## Set exercise
Print every one of the following rows unchanged, character for character.

(Extracted rows)
>> Begin
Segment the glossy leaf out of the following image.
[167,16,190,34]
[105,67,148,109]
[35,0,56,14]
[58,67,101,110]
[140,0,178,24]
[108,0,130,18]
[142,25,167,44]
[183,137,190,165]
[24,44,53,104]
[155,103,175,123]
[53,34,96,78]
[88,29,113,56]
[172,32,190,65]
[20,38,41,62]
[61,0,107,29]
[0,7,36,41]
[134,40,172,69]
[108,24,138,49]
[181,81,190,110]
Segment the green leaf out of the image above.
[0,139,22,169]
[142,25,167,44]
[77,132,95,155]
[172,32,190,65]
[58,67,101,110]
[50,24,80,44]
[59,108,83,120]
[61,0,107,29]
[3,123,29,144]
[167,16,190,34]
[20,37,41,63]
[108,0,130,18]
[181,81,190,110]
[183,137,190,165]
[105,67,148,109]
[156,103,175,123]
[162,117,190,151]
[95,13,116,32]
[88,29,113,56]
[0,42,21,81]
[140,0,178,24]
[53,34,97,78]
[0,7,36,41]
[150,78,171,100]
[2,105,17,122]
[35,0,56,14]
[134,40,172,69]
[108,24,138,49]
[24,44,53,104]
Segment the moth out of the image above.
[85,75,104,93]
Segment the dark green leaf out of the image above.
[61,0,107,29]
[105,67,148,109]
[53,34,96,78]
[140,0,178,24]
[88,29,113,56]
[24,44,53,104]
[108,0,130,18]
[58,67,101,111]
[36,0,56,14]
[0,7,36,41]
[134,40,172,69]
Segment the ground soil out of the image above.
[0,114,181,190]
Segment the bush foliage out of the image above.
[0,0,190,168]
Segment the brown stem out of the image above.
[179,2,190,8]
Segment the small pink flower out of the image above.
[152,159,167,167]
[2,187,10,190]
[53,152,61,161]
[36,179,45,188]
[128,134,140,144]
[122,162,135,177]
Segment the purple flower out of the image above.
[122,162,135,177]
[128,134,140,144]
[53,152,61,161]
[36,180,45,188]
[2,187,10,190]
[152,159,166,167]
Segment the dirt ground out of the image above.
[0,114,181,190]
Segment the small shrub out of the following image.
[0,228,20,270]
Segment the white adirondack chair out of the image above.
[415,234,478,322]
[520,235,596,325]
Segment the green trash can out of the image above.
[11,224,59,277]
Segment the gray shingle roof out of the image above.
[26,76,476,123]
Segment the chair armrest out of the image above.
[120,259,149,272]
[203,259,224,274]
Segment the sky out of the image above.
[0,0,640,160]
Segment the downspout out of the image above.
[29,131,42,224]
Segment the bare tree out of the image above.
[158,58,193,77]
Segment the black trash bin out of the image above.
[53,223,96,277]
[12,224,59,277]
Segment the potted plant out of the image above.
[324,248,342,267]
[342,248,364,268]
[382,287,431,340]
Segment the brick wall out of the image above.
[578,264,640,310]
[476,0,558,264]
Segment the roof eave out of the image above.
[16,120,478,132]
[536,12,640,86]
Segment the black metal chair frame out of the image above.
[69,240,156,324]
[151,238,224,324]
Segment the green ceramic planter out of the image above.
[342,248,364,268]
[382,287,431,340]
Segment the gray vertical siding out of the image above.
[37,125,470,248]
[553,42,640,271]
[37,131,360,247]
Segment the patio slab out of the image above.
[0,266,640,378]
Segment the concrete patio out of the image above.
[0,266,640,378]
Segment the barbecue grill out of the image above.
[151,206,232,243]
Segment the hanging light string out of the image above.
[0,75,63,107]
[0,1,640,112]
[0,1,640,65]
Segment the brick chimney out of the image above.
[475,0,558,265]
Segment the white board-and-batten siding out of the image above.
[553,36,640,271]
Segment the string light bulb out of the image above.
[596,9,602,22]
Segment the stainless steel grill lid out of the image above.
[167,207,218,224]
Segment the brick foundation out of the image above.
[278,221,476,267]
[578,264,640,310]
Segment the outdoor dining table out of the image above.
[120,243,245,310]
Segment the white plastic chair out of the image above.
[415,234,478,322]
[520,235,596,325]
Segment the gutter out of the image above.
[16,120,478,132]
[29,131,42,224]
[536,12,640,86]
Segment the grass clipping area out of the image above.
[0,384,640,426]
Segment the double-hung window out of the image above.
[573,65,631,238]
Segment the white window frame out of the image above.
>> End
## Exercise result
Segment the glossy leaf out of the following image.
[167,16,190,34]
[105,67,148,109]
[35,0,56,14]
[58,67,101,110]
[140,0,178,24]
[108,0,130,18]
[142,25,167,44]
[183,137,190,165]
[24,44,53,104]
[155,103,175,123]
[53,34,96,78]
[88,29,113,56]
[172,32,190,65]
[20,38,41,62]
[61,0,107,29]
[0,7,36,41]
[134,40,172,69]
[108,24,138,49]
[181,81,190,110]
Segment the green leaf out of the image above.
[0,139,22,169]
[142,25,167,44]
[77,132,95,155]
[172,32,190,65]
[58,67,101,110]
[50,24,80,44]
[59,108,83,120]
[61,0,107,29]
[3,123,29,144]
[167,16,190,34]
[20,37,41,63]
[108,0,130,18]
[181,81,190,110]
[183,137,190,165]
[105,67,148,109]
[156,103,175,123]
[162,117,190,151]
[95,13,116,32]
[88,29,113,56]
[0,42,21,81]
[140,0,178,24]
[53,34,97,78]
[0,7,36,41]
[150,78,171,100]
[2,105,17,122]
[35,0,56,14]
[134,40,172,69]
[108,24,138,49]
[24,44,53,104]
Segment the moth out of the image above.
[85,75,104,93]
Segment the dark green leaf out of the image above.
[61,0,107,29]
[105,67,148,109]
[53,34,96,78]
[140,0,178,24]
[88,29,113,56]
[24,44,53,104]
[108,0,130,18]
[58,67,101,111]
[36,0,56,14]
[0,7,36,41]
[134,40,172,69]
Segment the ground soil out of the image above.
[0,114,181,190]
Segment the bush foliage out of the image above.
[0,0,190,168]
Segment the brown stem out of the image above.
[179,2,190,8]
Segment the small pink flower out of the image above.
[152,159,167,167]
[2,187,10,190]
[53,152,61,161]
[36,179,45,188]
[128,134,140,144]
[122,162,135,177]
Segment the purple flower out of the image above.
[122,162,135,177]
[128,134,140,144]
[53,152,61,161]
[36,180,45,188]
[2,187,10,190]
[152,159,166,167]
Segment the dirt ground out of the image above.
[0,114,181,190]
Segment the small shrub out of the following image.
[0,228,20,270]
Segment the white adirondack chair out of the image above.
[415,234,478,322]
[520,235,596,325]
Segment the green trash can out of the image above.
[11,224,59,277]
Segment the gray shingle roof out of the image above.
[26,76,476,123]
Segment the chair armrest out of the image above.
[120,259,149,272]
[203,259,224,274]
Segment the sky out of the image above.
[0,0,640,160]
Segment the downspout out of the image above.
[29,131,42,224]
Segment the bare tree out of the image above.
[158,58,193,77]
Segment the black trash bin out of the image above.
[53,223,96,277]
[12,224,59,277]
Segment the potted plant out of the image above.
[324,248,342,267]
[342,248,364,268]
[382,287,431,340]
Segment the brick wall out of the image above.
[578,264,640,310]
[476,0,558,264]
Segment the roof eave out of the image above.
[16,120,478,132]
[536,12,640,86]
Segment the black metal chair frame out of the image above.
[69,240,156,324]
[151,238,224,324]
Segment the green ceramic planter out of the image above.
[342,248,364,268]
[382,287,431,340]
Segment the gray vertical siding out of the image above.
[37,125,470,248]
[553,42,640,271]
[37,131,360,247]
Segment the patio slab out of the image above.
[0,266,640,378]
Segment the concrete patio out of the image above.
[0,266,640,378]
Segment the barbecue grill out of the image above.
[151,206,232,243]
Segment the hanging light string out of the image above.
[0,75,63,107]
[0,1,640,112]
[0,1,640,65]
Segment the brick chimney out of the image above.
[475,0,558,265]
Segment the white board-and-batten siding out of the image above.
[553,36,640,271]
Segment the string light bulb out of the image above.
[596,9,602,22]
Segment the stainless steel grill lid out of the image above.
[167,207,218,224]
Segment the brick foundation out of the image above.
[278,221,476,267]
[578,264,640,310]
Segment the outdoor dining table out of the image above.
[120,243,245,310]
Segment the white plastic chair out of the image above.
[415,234,478,322]
[520,235,596,325]
Segment the gutter out of the image above.
[16,120,478,132]
[29,131,42,224]
[536,12,640,86]
Segment the grass clipping area out of the image above.
[0,384,640,426]
Segment the double-hung window out of the image above.
[573,65,631,238]
Segment the white window frame out of the image above.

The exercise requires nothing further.